■ **PROBLEM TO WORK ON**: Count the lines in the records below that contain the string "beehive", treating uppercase and lowercase as different. Reply with the number alone.

■ **DATASET RECORDS**:

#####

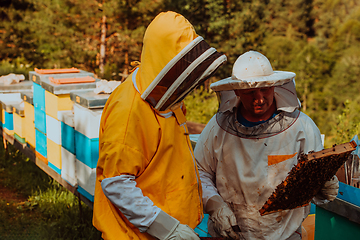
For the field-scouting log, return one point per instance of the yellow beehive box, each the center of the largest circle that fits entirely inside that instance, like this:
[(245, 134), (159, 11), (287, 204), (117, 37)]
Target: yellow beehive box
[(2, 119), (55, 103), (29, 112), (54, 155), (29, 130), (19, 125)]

#####

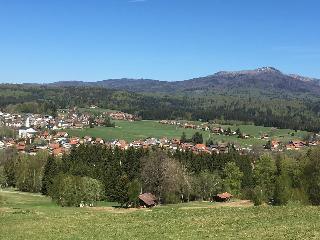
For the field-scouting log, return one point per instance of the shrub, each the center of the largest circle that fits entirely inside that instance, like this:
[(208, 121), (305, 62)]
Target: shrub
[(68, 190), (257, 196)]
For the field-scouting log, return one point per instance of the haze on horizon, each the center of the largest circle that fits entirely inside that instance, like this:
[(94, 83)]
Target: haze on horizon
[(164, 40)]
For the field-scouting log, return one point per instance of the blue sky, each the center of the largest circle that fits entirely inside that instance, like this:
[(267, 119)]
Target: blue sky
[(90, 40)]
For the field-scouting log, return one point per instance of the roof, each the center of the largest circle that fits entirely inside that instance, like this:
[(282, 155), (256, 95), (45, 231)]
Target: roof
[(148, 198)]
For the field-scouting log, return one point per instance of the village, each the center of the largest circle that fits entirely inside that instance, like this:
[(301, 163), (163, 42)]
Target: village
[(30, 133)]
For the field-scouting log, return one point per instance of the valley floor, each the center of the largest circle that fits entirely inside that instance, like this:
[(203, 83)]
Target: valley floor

#####

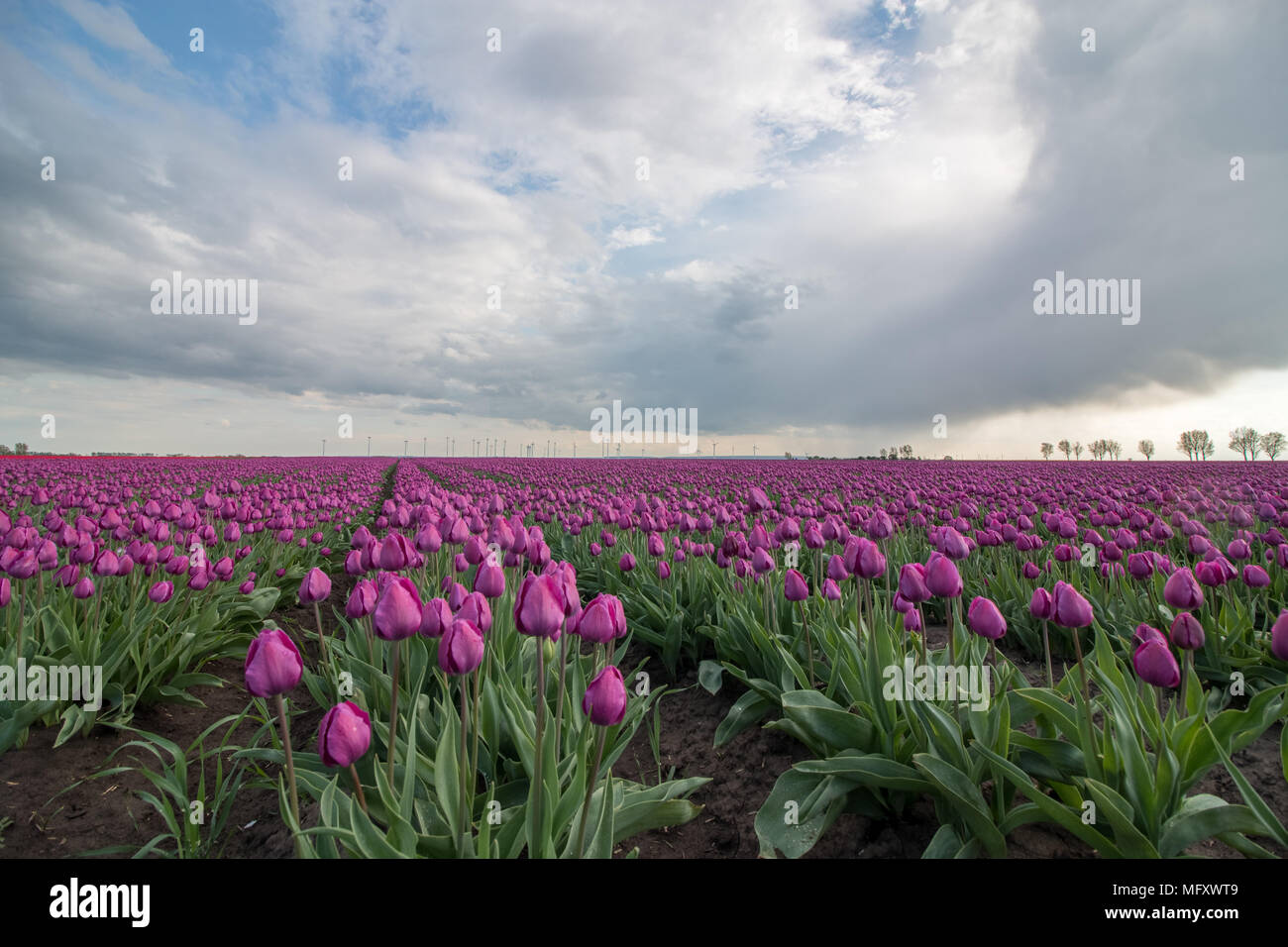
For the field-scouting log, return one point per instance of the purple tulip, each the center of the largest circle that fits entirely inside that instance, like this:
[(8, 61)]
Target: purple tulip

#####

■ **SOLUTION TO THIS EXERCISE**: 2